*ТЕКСТ ДЛЯ ЧТЕНИЯ*:
┌──

Глава 3. Любовь духовная и дружеская
Для большинства авторов — последователей Фрейда, взывавших к подсознанию, важным было зарождение любви в туманном прошлом детства и пробуждение сексуального инстинкта, однако психолога Эммануэля Берла больше занимало воздействие любви, ее преобразующей и обновляющей силы на будущее личности. {268} Он верил, что эмоциональная интуиция наделяет людей даром ясновидения. Влюбленные «угадывают» внутренний ритм жизни друг друга. В их руках магические жезлы, вибрация которых указывает им скрытые источники, быть может, никогда не пробивающиеся на свет сознательного разума и недоступные пониманию обыкновенных людей.

└──

*ПРЕДОСТАВЛЕННЫЕ ДАННЫЕ*:

┌──

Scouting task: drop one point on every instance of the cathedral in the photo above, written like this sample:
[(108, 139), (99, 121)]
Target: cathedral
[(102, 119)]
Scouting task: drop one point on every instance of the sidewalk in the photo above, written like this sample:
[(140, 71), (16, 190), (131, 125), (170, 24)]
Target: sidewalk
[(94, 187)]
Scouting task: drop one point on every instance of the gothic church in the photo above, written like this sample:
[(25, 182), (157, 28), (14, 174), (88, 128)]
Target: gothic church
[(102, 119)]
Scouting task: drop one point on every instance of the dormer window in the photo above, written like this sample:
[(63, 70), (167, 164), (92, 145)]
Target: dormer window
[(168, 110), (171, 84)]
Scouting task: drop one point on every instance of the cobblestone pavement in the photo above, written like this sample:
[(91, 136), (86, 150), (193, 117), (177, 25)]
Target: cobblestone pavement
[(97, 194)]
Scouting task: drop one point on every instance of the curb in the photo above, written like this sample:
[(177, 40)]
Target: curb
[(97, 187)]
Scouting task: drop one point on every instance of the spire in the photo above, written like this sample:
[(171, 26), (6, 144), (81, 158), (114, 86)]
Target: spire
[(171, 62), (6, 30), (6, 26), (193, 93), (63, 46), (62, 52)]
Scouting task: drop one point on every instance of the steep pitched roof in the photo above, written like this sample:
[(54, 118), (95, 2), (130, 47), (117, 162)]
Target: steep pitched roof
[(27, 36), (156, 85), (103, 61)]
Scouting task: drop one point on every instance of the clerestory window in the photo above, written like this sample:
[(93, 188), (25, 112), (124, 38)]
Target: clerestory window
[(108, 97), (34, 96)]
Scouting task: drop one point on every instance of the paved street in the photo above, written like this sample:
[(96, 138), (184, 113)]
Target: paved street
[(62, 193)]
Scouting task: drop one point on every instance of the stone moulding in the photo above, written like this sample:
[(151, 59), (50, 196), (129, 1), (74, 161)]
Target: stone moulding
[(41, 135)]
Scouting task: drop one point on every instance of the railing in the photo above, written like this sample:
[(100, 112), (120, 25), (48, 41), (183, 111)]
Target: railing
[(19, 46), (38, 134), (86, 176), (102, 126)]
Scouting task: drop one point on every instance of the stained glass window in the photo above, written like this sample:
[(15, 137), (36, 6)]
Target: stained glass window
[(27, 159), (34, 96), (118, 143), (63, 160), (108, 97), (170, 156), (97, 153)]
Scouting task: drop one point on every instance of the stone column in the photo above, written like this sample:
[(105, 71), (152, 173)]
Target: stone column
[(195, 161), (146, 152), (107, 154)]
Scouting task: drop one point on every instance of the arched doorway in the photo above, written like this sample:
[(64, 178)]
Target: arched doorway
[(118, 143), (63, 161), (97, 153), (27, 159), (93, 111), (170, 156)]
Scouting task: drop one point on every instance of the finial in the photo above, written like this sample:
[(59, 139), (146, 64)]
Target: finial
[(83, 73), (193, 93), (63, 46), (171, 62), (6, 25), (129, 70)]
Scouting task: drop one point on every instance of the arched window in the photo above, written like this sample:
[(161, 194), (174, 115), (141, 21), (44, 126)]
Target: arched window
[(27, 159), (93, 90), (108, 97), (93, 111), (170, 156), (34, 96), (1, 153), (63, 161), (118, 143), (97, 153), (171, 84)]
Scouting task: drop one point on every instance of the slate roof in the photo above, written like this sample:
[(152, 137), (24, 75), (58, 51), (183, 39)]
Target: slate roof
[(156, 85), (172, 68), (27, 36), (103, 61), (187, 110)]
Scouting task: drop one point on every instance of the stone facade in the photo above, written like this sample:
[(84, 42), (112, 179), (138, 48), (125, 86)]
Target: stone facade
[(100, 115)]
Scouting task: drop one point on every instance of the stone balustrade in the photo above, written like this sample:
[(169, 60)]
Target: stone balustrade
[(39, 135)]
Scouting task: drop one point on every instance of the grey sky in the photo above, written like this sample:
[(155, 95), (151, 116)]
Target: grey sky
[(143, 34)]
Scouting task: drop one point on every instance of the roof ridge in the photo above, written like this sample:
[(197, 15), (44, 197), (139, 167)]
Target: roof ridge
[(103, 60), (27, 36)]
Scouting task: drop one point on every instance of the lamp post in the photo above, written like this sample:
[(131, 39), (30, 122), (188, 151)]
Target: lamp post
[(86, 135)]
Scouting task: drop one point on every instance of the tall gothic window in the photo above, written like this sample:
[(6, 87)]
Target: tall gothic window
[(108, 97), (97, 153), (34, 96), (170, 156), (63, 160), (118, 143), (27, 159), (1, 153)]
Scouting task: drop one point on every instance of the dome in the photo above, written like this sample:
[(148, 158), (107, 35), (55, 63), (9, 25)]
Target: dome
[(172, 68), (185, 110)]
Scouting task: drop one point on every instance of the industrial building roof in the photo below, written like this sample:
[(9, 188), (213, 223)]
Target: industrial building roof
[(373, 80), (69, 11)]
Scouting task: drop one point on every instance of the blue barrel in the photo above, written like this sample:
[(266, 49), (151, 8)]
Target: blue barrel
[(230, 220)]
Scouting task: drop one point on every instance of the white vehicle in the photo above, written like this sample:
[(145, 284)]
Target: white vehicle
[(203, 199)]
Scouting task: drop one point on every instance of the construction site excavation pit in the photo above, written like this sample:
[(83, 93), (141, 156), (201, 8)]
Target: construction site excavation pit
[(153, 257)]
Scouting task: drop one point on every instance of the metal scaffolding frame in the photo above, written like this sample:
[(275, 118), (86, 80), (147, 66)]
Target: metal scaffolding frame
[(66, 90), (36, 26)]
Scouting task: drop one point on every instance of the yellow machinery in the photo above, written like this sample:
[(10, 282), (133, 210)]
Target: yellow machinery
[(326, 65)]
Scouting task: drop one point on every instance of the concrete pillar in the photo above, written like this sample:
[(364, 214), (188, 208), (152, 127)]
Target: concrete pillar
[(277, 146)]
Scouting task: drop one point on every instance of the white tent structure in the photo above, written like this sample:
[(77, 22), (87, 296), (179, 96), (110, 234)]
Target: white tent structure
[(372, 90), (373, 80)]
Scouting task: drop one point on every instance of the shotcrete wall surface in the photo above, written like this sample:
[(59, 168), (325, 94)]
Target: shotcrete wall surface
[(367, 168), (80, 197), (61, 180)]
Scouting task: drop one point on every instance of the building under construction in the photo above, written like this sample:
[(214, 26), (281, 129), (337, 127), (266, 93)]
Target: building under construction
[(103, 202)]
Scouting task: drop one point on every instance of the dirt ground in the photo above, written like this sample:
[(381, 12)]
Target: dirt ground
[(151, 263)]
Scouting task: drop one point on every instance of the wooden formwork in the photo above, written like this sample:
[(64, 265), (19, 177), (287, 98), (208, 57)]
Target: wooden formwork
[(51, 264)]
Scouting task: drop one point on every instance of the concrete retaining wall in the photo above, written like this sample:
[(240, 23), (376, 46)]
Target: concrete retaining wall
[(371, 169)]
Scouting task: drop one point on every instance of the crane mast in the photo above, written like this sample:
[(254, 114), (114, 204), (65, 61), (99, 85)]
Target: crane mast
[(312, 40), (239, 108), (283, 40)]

└──

*ВАШИ ЗАДАНИЯ*:
1 – Каким даром, по убеждению Эммануэля Берла, эмоциональная интуиция наделяет людей согласно тексту о любви?
2 – Опираясь на текст о любви, объясните, почему, по мысли Берла, влюбленные способны «угадывать» внутренний ритм жизни друг друга.
3 – Напишите продолжение текста о любви, начиная сразу после его последнего предложения.
Данные никак не связаны с текстом о любви.

*СПИСОК ОТВЕТОВ*:
1 – Даром ясновидения.

2 – Берл верил, что эмоциональная интуиция наделяет людей даром ясновидения. Поэтому влюбленные словно держат в руках магические жезлы, которые указывают им скрытые источники, недоступные сознательному разуму и пониманию обыкновенных людей.

3 –
Поэты, писал месье Берл, всегда чувствовали, что предмет любви — вечность, созвучие двух жизней, которое упраздняет время. Можно возразить, что для среднего любовника эта мистическая концепция не подходит. Вспоминаются средневековые теории, утверждавшие, что любовь доступна лишь знати; такое современное представление об отношениях полов тоже предназначено для избранных, для аристократов сердца и души — но не ума. Разум вообще никакого участия в этом не принимает — скорее, мешает интуитивному знанию. Согласно теории месье Берла, в которой внутренняя вибрация и ритм играют почти столь же важную роль, как в восточном мистицизме, любовь никогда не бывает ни стабильной, ни статичной, но постоянно подвержена действию изменений жизненного ритма любящих людей. (Отсюда вездесущий микроб скрытого конфликта и необходимость «начинать все сначала», которую подчеркивали рассуждавшие о любви философы того времени.) «В любви вечность постоянно нисходит во время, а время отступает в вечность». В этой восходящей фазе любовь очень близка к божественному любовному экстазу, мистическому elan [319] , который с присущей автору тонкостью истолковала великая поэтесса Мари-Ноэль {269} . Ее призыв, обращенный к любви в Третьей, заканчивается слиянием любви человеческой и божественной в единое чувство:
319
порыв (фр.)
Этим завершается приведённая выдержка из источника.